[START OF DATA SHOWN]

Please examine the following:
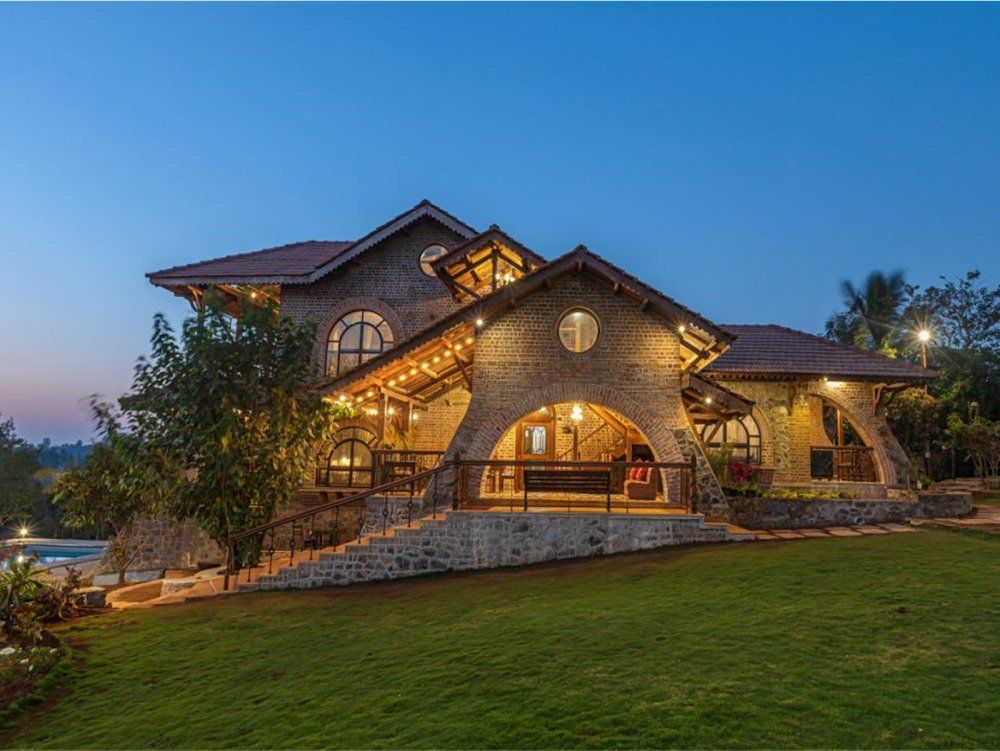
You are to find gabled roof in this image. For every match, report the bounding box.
[146,240,354,285]
[323,245,733,394]
[431,224,546,271]
[704,324,937,383]
[146,199,476,287]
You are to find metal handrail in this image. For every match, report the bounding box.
[223,463,452,590]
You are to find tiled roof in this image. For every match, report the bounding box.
[149,240,354,284]
[704,324,937,381]
[146,199,476,287]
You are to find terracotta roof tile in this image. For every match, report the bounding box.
[147,240,354,283]
[704,324,937,381]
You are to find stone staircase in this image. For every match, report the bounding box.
[236,509,754,591]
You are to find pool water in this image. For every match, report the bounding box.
[0,544,104,570]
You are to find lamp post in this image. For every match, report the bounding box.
[917,329,931,394]
[917,329,931,479]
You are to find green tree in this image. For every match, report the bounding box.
[0,414,44,529]
[125,296,332,555]
[826,271,910,352]
[908,269,1000,350]
[52,399,183,583]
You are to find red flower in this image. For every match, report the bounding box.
[728,460,757,485]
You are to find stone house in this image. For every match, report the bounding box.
[147,201,935,536]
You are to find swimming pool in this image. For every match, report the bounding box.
[0,540,105,570]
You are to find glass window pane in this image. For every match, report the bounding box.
[559,308,600,353]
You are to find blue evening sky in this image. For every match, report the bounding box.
[0,4,1000,441]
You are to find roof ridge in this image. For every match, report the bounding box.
[146,240,355,277]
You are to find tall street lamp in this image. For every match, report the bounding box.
[917,329,931,478]
[917,329,931,394]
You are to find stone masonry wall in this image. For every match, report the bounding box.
[248,511,728,590]
[730,493,972,529]
[434,273,725,516]
[121,516,226,571]
[281,218,470,368]
[409,388,471,451]
[725,379,913,486]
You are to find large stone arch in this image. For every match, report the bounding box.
[460,382,685,462]
[426,380,728,516]
[806,384,900,485]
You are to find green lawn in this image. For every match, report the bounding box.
[6,530,1000,748]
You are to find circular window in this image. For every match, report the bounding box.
[420,244,448,276]
[559,308,601,352]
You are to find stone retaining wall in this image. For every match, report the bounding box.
[247,511,730,590]
[729,493,972,529]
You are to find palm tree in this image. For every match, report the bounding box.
[840,270,909,350]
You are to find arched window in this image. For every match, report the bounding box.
[326,310,393,376]
[559,308,601,353]
[316,428,375,488]
[701,415,760,464]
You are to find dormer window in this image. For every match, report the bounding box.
[420,243,448,276]
[326,310,395,376]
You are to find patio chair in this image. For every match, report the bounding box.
[623,467,656,501]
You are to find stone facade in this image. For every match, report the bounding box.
[432,272,725,511]
[281,218,463,368]
[724,380,914,495]
[730,493,972,529]
[122,515,226,571]
[239,511,744,590]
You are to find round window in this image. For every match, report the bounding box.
[420,244,448,276]
[559,308,601,352]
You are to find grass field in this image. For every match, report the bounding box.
[5,530,1000,748]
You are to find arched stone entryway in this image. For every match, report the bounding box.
[806,388,902,485]
[456,382,686,470]
[431,381,727,515]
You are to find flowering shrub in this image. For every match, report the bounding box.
[728,459,758,485]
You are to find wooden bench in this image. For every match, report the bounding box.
[524,469,611,510]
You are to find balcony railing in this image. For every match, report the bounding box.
[371,449,444,495]
[811,446,878,482]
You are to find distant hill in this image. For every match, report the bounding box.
[35,438,94,469]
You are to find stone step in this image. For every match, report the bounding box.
[236,509,754,592]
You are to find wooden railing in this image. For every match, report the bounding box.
[223,464,457,589]
[372,449,444,494]
[223,452,697,589]
[810,446,878,482]
[451,458,697,512]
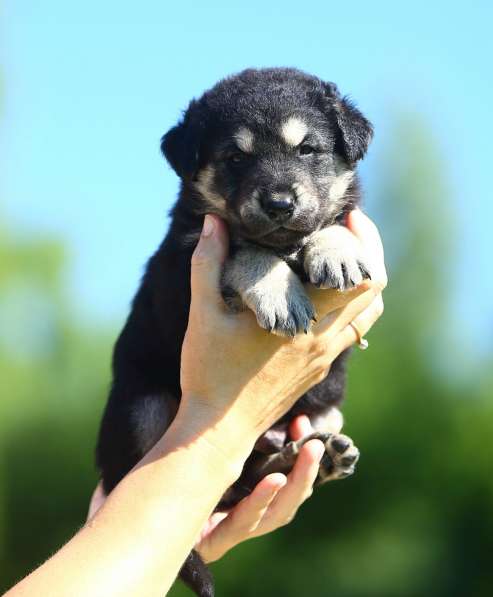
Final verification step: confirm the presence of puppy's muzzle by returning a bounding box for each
[260,193,294,223]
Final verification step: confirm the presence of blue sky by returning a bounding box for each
[0,0,493,354]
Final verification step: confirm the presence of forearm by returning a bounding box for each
[8,408,251,597]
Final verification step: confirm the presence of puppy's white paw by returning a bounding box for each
[304,226,371,290]
[243,274,315,336]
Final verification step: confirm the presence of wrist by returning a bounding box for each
[163,395,257,482]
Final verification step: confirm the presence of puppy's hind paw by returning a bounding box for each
[250,288,315,337]
[315,433,359,485]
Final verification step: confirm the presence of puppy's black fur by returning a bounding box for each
[97,68,372,597]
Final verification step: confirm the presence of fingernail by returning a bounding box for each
[202,215,214,238]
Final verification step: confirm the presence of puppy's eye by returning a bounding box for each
[299,143,315,155]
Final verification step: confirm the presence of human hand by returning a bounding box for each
[195,415,324,562]
[87,415,324,562]
[177,211,386,451]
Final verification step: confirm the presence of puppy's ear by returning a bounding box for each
[161,100,205,179]
[324,83,373,164]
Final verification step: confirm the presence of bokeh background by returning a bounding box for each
[0,0,493,597]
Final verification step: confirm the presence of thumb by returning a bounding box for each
[191,214,228,305]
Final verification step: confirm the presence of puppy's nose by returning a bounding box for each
[262,195,294,220]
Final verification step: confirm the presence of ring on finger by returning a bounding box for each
[349,321,369,350]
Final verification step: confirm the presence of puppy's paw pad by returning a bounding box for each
[317,434,359,484]
[305,249,371,290]
[252,291,315,337]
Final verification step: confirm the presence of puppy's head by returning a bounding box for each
[161,68,372,247]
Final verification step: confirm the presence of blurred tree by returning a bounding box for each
[0,213,111,591]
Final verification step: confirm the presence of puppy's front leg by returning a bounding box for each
[222,247,315,336]
[304,225,371,290]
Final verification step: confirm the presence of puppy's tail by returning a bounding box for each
[178,549,214,597]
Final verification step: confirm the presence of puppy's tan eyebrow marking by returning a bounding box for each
[281,116,308,147]
[234,127,255,153]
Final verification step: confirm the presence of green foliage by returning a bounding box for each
[0,119,493,597]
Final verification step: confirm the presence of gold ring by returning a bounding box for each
[349,321,368,350]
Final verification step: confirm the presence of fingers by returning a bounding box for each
[196,438,324,562]
[312,281,380,336]
[338,294,383,352]
[198,473,287,562]
[191,215,228,308]
[305,280,371,320]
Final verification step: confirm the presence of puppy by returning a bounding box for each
[97,68,372,597]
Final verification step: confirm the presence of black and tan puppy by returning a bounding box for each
[97,68,372,597]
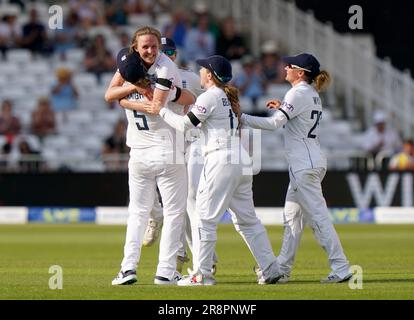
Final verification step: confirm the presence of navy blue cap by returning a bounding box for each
[161,37,177,52]
[196,55,233,83]
[116,48,146,83]
[282,53,320,78]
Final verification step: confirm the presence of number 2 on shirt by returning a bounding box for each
[308,110,322,139]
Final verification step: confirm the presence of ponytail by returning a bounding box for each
[129,26,161,53]
[222,84,241,129]
[313,70,332,92]
[211,73,241,134]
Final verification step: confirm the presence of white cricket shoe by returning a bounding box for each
[253,266,289,285]
[154,271,183,286]
[321,273,353,283]
[142,219,162,247]
[177,272,216,286]
[112,270,137,286]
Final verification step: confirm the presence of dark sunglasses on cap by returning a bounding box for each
[163,49,177,57]
[287,63,311,72]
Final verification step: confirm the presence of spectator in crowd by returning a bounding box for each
[119,32,131,48]
[261,40,286,84]
[102,119,129,170]
[0,141,12,171]
[0,14,21,56]
[233,55,265,108]
[50,68,79,112]
[163,9,189,50]
[22,9,53,55]
[69,0,100,25]
[217,17,246,60]
[18,140,43,172]
[362,111,401,157]
[126,0,150,14]
[0,100,21,137]
[84,34,116,80]
[389,139,414,170]
[191,0,220,39]
[104,0,128,27]
[31,98,56,139]
[184,15,216,61]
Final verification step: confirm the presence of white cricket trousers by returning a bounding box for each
[192,149,276,274]
[277,168,349,278]
[121,150,187,279]
[182,139,218,263]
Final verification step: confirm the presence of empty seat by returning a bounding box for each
[156,13,172,30]
[43,135,69,151]
[66,48,85,64]
[0,62,21,79]
[23,61,53,80]
[73,73,98,95]
[6,49,32,64]
[240,96,254,113]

[END OF DATA SHOWN]

Rewrite the rows from the start of the rows through the line containing "[0,540,105,570]", replacing "report" with "list" and leaving everything else unchanged. Leave the pictures out of your output.

• **ANSWER FOR THE TASK**:
Please examine the following:
You are to find gabled roof in this image. For every match, list the bounding box.
[146,240,354,285]
[323,245,733,394]
[431,224,546,271]
[704,324,937,383]
[146,199,476,287]
You are to find metal handrail in this image. For every match, list the bounding box.
[223,463,452,590]
You are to find tiled roof in this image. For every match, list the bounding box.
[149,240,354,284]
[704,324,937,381]
[146,199,476,287]
You are to find terracotta roof tile in this image. For every match, list the bounding box.
[147,240,354,283]
[704,324,937,381]
You are to find stone staircase in this image. For every match, list the bounding box.
[236,509,754,591]
You are to find pool water in this image. For every match, list the bounding box.
[0,544,104,570]
You are to find lamp post in this image. For every match, list the bounding box.
[917,329,931,394]
[917,329,931,479]
You are to find green tree in this image. For every match, list the bounding box.
[0,414,44,529]
[125,296,332,555]
[826,271,910,352]
[908,269,1000,350]
[52,399,183,583]
You are to find red flower in this image. For every match, list the bounding box.
[728,460,757,485]
You are to find stone house in this image. For every match, list the bounding box.
[147,201,935,536]
You are to find swimming pool in this image. For every match, list the bounding box.
[0,540,105,570]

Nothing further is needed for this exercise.